--- START ---
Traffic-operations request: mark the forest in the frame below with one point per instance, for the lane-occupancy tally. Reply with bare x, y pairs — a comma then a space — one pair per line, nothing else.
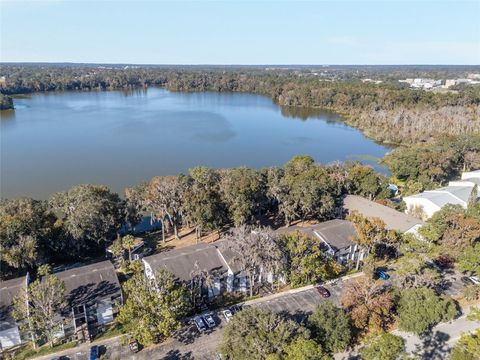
386, 112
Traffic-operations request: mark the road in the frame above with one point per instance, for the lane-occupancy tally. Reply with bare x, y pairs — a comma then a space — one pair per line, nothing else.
437, 344
188, 343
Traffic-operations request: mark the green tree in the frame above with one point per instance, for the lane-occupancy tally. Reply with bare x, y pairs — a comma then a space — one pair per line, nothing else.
26, 233
469, 260
202, 204
362, 180
244, 192
383, 346
304, 349
256, 333
89, 214
128, 242
468, 347
420, 309
39, 308
305, 262
331, 327
153, 308
369, 303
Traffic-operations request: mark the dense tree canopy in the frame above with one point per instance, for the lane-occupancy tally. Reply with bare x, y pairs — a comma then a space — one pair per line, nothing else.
89, 215
255, 333
420, 309
387, 112
305, 261
331, 326
26, 229
384, 346
153, 307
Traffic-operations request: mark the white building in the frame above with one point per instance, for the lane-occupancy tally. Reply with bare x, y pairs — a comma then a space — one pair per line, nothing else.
456, 193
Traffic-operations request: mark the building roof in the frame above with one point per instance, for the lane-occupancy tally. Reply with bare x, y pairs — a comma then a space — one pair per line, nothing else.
89, 284
337, 233
9, 289
393, 219
181, 262
228, 255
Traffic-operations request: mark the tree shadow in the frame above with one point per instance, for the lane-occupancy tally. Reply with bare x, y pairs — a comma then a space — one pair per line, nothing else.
299, 316
434, 346
176, 355
91, 293
187, 334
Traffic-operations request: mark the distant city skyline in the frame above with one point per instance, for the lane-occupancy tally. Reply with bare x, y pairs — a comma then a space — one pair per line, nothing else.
246, 33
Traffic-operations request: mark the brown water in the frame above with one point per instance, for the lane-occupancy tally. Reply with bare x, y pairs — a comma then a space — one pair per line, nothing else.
55, 140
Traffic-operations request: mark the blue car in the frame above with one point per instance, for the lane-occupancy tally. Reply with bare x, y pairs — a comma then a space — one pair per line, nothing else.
383, 275
94, 352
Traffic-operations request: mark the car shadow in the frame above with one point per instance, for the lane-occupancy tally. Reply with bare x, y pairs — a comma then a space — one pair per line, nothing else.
433, 347
176, 355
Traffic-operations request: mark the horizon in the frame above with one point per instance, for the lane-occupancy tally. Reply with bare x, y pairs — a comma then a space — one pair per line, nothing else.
241, 34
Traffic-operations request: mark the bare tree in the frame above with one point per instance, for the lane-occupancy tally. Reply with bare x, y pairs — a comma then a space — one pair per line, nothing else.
257, 252
163, 198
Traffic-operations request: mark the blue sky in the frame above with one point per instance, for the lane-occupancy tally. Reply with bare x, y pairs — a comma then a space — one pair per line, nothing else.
240, 32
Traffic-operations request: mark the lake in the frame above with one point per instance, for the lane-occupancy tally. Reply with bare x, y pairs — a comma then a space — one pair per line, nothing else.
55, 140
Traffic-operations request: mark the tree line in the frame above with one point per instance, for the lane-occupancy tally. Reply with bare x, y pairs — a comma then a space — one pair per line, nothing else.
78, 223
386, 112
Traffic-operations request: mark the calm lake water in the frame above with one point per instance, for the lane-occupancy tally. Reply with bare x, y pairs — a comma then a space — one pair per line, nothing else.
55, 140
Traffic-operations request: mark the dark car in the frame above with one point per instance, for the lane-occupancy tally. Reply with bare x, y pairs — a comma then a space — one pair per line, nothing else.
323, 291
382, 275
199, 323
467, 281
444, 262
94, 352
134, 347
235, 308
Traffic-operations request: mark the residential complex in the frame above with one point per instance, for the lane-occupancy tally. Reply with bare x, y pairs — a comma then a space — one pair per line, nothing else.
459, 192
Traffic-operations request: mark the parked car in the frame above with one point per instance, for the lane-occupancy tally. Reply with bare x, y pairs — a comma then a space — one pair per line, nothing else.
--- END ---
Task brief: Take the entries above and restate them word for word, minus their images.

Answer for the task:
Traffic-operations request: mark the forest in the frame below with one point per instance, for the lane-occupancy tally. Reply with bare x, y pairs — a comma then a space — one pair per line, nothing else.
386, 112
Traffic-operations request: mark the road in the frame above with one point per instance, for the lane-occupancy tally. Reply with bare x, y pairs — a comma then a space — one pair per line, nothing else.
437, 344
188, 343
Traffic-operations request: mark the green tree in the frame above with one point per instance, for the lane-occupancy tally. Reply with bare x, y pairs — a comma then a space — one pair per line, nothing else.
26, 233
469, 260
202, 204
362, 180
244, 192
383, 346
304, 349
256, 333
89, 214
128, 242
468, 347
420, 309
39, 308
305, 262
331, 327
153, 308
369, 303
Traffic-operations request: mark the dense tree canopy in the frame above with one point per instance, for the lane-occupancy tally. Reply with bare x, y pairs — a comma then a space — one pair per line, nothing else.
89, 215
255, 333
420, 309
387, 112
305, 261
331, 326
26, 229
384, 346
153, 307
Traffic-operations request: mark the white building in the frame above with one point per instance, for the lane-occupancy tally. Reply with bare x, y pairs — a comma then a space — one pair per line, nothing else.
456, 193
Traffic-operations request: mark the building roof in the frame above with one point per instance, for the lane-occupancy tally. Reply with bare x, y pairs — a comma then a space — one pair per line, nothing else.
89, 284
337, 233
9, 289
393, 219
181, 262
228, 255
Traffic-operations request: mark the tree shadow in the frame above with one point per instance, for the lane-occupancy tally. Reply with bare x, y pairs — a comma then a space — one pair per line, nothing else.
299, 316
434, 346
176, 355
91, 293
187, 334
Traffic-operations request: mark the distant city skyline in the frame above with one point per instance, for the lane-occupancy tally. Reply with bare x, y pairs — a comma then a space — one pair per line, nothing else.
246, 33
Traffic-operations request: mark the brown water in the frame above with one point per instance, for the lane-occupancy tally. Reply with bare x, y pairs — a comma then a space — one pair per line, nothing else.
55, 140
Traffic-operations request: mark the blue car in the frame above with one point per instance, for the lane-occupancy tally. Reply with bare x, y pairs — a comma then a space — one pair per line, nothing else.
383, 275
94, 352
Traffic-operations request: mark the car shadow in the frame above with one point per instance, for the lane-occupancy tally. Reply with bare x, y pairs — a comma then a space — one pair per line, nothing else.
433, 347
176, 355
Traffic-operations request: mark the horizon in the frame above with one point per instance, for the lane-occupancy tally. Reply with bare x, y pairs — a comma then a space — one pair per line, nothing else.
241, 34
Traffic-operations request: mark the bare tree in the frame above with one point per instance, for the lane-occupancy tally. Reply with bare x, y pairs — a comma then a space — one pair per line, nothing else.
257, 252
163, 198
Traffic-operations request: mark the blue sky in the frame above with one point per instance, for the lane-occupancy tally. Reply with bare x, y pairs — a comma then a space — one pair per line, nothing else.
240, 32
Traffic-operations request: mark the lake in the frame above with one point per instance, for the lane-occupancy tally. Reply with bare x, y pairs — a comma then a space — one pair per line, nothing else.
55, 140
Traffic-operations request: mark the tree line in the frame above with one point per instance, for the lane-occupancy tally. Reply with bare x, y pairs — a comma then a space — one pair per line, nothing else.
78, 223
386, 112
Traffic-operations request: mark the calm lake water in the frame above with one point per instance, for the lane-occupancy tally. Reply with bare x, y pairs — a comma then a space — one pair per line, nothing else.
55, 140
Traffic-operations request: mark the dark car in the frame above with one point per instance, for the lane-occupancy tally. Reply with bare x, y pairs — a comma then a space — one pair per line, nothing else.
323, 291
382, 275
199, 323
467, 281
444, 262
94, 352
134, 347
235, 308
Traffic-operations request: mark the residential complex in the frame above with one point per instance, for the lane-occupancy tally. Reply with bare x, y pairs — a comma then a space — one pair per line, nothing else.
459, 192
Traffic-operations request: mark the parked car in the frame above with one point per instance, for the lane-occupancy tally. Reply with bare x, y pairs — a comma then a space — one pair per line, nothing else.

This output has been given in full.